::: ENTRIES SHOWN :::

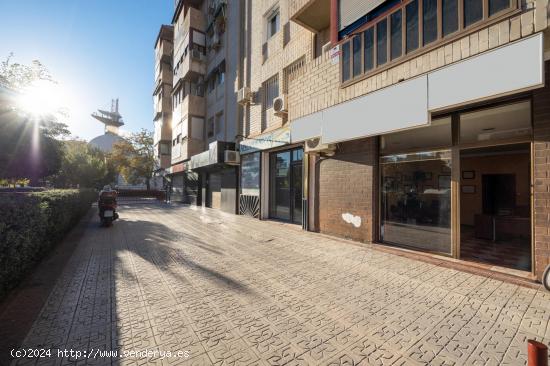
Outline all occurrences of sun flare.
[19,80,65,117]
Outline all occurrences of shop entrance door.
[269,148,304,224]
[460,144,531,271]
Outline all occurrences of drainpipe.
[527,339,548,366]
[330,0,338,46]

:::

--- CHALLENGE ---
Revise the entries by replacing every "Outline all occurrences" with "Draw a box around every instance", keeping everything else the same, and omit the pictures from your answer.

--- SOLUTION FOR THIS TASK ---
Draw a box around every instance of sun flare.
[19,80,65,117]
Draw a box around every instance of shop entrance door.
[269,148,304,224]
[460,144,531,271]
Draw a box around every instance of drainpipe.
[527,339,548,366]
[330,0,338,46]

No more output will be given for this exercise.